EXCERPT
=======

SI
SI
discoversearch

We've detected that you're using an ad content blocking browser plug-in or feature. Ads provide a critical source of revenue to the continued operation of Silicon Investor.  We ask that you disable ad blocking while on Silicon Investor in the best interests of our community.  If you are not using an ad blocker but are still receiving this message, make sure your browser's tracking protection is set to the 'standard' level.
Politics : Foreign Affairs Discussion Group -- Ignore unavailable to you. Want to Upgrade?


To: Neocon who wrote (130107)4/26/2004 10:11:13 AM
From: redfish  Read Replies (1) | Respond to of 281500
 
When you decide to become part of the truth, freedom and democracy camp, we will be glad to have you back.



To: Neocon who wrote (130107)4/26/2004 10:21:23 AM
From: KyrosL  Read Replies (1) | Respond to of 281500
 
...had difficulty acknowledging dilemmas, looked for purity where it was not to be found, and acted as if there were no constraints against "having it all".

Sounds like a very accurate description of what the neocons did in Iraq. Not surprising, given their leftist past.



To: Neocon who wrote (130107)4/26/2004 11:32:50 AM
From: cnyndwllr  Read Replies (2) | Respond to of 281500
 
Neocon, I'll be a lot more impressed with the "adult" approach you so blithely attribute to the neocons/conservatives when I see some evidence that it's a success. There was a time when our problem was an incipient radical movement among the Islamic extremists. Now we have a much more advanced movement along with the care and feeding of 25mm people, many of whom are passively hoping or actively seeking to kill and destroy our troops and mission.

The fact that the Bush people seem to want to overlook, with the exception of Rumsfeld's musing to the effect that we "may" be creating more terrorists than we are killing and capturing, is that there are two primary factors that lend themselves to the birth of terrorists. One is the tendency of some people, especially hot blooded, intelligent and pious young men, to be martyrs in a worthy cause. The second is the number of people that see an abuse of power by an evil force that "must be stopped."

=======

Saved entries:
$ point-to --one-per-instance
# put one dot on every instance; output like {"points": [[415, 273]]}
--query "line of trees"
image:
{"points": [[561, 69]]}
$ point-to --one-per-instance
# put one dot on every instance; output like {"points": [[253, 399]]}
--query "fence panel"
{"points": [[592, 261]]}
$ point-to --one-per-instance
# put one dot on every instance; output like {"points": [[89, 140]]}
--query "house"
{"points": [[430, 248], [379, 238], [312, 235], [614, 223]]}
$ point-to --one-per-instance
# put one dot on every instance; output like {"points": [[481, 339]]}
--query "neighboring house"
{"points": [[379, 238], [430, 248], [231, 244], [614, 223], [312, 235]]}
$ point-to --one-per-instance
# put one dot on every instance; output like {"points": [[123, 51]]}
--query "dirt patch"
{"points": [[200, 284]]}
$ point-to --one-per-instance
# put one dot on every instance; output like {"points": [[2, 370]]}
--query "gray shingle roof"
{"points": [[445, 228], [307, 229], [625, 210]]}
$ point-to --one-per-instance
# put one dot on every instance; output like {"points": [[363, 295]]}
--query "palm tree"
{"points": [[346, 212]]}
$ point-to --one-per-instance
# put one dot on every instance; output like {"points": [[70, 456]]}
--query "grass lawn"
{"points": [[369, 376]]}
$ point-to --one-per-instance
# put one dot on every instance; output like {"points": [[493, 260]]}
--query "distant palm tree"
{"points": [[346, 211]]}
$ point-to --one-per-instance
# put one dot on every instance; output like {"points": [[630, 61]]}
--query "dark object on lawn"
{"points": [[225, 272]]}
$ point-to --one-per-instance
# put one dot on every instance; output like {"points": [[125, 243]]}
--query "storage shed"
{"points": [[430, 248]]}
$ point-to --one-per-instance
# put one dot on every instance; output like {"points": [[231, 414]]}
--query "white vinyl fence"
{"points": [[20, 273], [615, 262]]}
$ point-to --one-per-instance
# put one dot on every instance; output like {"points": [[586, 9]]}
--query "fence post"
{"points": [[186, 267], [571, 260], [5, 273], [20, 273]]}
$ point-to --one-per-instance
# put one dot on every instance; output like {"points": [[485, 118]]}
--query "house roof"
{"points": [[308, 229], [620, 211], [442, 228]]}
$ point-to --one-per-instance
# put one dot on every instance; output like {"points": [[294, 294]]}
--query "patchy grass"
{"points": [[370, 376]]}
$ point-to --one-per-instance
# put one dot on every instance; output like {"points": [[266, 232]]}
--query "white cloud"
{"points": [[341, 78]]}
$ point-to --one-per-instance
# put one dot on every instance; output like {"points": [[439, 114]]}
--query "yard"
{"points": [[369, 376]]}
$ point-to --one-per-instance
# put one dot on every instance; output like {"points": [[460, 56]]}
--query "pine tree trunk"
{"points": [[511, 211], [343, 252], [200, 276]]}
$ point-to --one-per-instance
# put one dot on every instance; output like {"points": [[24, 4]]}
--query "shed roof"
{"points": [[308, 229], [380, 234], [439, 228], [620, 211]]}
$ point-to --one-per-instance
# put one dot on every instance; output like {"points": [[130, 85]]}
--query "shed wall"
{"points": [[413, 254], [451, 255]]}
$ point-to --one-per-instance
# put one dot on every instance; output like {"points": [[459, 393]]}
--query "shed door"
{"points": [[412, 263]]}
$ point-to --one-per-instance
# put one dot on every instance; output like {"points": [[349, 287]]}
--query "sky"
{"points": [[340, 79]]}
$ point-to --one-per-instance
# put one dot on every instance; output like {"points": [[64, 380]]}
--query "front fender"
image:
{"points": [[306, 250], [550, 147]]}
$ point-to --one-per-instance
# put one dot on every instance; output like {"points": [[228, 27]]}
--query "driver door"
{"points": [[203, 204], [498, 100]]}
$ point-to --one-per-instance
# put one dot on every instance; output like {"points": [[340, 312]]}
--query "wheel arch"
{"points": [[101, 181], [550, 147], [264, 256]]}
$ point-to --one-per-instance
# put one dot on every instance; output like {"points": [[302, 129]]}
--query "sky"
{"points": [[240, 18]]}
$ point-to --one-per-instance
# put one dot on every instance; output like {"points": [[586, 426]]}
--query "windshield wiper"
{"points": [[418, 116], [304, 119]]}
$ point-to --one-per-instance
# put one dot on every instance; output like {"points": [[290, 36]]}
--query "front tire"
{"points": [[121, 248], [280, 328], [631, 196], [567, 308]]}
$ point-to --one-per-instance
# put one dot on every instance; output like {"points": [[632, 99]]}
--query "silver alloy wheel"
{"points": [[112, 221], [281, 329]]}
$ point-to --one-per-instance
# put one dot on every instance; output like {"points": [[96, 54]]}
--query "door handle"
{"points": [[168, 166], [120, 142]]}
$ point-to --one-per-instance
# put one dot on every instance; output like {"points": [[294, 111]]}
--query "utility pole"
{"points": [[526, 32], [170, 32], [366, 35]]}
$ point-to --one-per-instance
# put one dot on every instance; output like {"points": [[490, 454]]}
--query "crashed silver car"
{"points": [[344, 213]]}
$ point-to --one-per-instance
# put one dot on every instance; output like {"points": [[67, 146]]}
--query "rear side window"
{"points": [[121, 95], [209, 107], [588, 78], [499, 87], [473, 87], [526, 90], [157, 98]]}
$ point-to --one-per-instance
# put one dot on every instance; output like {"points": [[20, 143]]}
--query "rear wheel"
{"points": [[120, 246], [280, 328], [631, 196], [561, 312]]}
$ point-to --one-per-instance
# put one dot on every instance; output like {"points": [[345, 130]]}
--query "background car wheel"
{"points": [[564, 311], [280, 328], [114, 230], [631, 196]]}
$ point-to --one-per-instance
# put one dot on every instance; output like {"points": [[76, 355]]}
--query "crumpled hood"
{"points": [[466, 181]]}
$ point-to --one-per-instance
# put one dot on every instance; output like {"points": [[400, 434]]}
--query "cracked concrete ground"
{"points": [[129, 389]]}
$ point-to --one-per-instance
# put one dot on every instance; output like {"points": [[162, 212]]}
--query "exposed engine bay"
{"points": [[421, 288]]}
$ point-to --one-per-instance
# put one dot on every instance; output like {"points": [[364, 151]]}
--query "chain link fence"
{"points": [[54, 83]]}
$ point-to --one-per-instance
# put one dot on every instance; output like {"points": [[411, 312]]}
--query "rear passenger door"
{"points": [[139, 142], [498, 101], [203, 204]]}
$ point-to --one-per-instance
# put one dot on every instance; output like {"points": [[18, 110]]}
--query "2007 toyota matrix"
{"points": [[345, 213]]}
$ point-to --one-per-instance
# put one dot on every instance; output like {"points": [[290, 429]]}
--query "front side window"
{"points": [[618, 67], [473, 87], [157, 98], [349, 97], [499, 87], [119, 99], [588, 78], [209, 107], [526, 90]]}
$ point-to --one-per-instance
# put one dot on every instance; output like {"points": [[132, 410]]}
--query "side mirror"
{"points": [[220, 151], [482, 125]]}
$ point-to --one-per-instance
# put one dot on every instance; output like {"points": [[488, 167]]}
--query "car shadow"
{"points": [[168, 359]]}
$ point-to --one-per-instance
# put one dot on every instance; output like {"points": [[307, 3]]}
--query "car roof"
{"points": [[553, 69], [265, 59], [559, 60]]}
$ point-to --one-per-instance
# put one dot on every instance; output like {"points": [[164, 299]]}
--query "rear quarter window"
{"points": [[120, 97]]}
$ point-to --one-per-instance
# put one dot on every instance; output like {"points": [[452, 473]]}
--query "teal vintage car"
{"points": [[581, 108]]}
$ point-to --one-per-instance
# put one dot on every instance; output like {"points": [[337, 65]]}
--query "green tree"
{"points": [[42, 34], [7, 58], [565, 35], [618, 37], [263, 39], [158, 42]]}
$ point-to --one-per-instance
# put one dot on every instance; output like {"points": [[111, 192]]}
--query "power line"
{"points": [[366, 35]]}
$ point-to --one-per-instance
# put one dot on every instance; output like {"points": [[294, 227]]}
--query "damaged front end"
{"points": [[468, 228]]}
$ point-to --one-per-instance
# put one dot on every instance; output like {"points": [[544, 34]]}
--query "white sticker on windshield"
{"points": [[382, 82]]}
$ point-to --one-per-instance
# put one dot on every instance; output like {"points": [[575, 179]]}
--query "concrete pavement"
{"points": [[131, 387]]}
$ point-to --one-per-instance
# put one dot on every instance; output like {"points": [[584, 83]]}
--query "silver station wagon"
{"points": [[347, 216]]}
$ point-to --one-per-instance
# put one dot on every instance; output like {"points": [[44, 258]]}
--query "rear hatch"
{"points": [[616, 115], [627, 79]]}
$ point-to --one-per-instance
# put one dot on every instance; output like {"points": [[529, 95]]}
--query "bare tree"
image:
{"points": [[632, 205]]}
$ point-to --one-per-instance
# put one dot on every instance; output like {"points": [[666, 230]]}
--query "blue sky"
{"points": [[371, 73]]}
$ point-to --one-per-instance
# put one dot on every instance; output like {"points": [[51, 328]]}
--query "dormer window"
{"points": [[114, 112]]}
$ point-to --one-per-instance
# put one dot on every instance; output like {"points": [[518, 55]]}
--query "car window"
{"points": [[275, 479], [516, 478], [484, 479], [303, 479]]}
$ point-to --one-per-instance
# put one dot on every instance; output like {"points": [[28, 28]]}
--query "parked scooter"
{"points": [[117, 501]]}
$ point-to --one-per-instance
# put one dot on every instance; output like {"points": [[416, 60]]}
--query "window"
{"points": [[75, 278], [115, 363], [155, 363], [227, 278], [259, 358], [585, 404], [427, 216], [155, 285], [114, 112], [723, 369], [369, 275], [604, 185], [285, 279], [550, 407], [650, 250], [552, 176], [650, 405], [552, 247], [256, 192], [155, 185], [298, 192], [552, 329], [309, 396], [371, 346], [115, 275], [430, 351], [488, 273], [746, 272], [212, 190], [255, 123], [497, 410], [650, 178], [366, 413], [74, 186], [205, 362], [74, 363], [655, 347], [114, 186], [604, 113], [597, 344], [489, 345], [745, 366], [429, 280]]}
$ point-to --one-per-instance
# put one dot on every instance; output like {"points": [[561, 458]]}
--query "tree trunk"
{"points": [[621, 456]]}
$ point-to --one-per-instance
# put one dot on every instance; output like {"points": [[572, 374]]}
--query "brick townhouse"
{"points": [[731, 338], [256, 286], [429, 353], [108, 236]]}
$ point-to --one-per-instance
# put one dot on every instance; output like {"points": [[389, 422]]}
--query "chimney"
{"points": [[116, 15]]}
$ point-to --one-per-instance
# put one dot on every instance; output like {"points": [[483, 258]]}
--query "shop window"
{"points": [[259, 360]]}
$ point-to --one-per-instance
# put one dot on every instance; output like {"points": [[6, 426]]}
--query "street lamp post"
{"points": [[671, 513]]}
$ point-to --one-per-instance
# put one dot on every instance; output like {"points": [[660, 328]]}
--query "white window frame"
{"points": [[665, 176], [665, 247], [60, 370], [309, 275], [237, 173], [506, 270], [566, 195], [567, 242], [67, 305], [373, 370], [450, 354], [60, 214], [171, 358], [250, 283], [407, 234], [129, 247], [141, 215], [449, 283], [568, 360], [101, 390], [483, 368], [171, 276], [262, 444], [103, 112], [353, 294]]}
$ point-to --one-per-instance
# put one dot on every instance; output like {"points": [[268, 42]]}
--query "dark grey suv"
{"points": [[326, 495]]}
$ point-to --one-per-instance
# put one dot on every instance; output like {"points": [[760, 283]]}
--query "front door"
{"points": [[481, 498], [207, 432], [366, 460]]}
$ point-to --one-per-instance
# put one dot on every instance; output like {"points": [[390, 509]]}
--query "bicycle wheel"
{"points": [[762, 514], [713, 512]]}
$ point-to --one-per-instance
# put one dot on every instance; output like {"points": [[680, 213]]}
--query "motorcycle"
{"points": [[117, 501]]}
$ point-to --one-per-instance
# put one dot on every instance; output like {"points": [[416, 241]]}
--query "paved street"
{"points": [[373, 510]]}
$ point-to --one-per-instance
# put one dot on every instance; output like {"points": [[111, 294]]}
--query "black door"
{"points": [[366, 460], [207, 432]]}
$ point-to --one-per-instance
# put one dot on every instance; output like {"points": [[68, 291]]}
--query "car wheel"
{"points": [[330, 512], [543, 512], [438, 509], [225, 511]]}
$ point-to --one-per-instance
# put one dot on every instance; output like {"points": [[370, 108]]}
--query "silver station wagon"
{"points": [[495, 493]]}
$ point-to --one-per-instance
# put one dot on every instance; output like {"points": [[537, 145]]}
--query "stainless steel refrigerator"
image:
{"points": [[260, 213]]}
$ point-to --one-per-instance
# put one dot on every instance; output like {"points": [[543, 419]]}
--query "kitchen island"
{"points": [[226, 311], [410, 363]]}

=======

THINGS TO DO
1. From the forum thread, reproduce word for word the passage starting with "To: Neocon who wrote (130107)4/26/2004 10:11:13" and going on through "their leftist past.".
2. In the forum thread, who does cnyndwllr say mused that we "may" be creating more terrorists than we are killing and capturing?

ANSWERS IN ORDER
1.
To: Neocon who wrote (130107)4/26/2004 10:11:13 AM
From: redfish  Read Replies (1) | Respond to of 281500
 
When you decide to become part of the truth, freedom and democracy camp, we will be glad to have you back.



To: Neocon who wrote (130107)4/26/2004 10:21:23 AM
From: KyrosL  Read Replies (1) | Respond to of 281500
 
...had difficulty acknowledging dilemmas, looked for purity where it was not to be found, and acted as if there were no constraints against "having it all".

Sounds like a very accurate description of what the neocons did in Iraq. Not surprising, given their leftist past.

2. Rumsfeld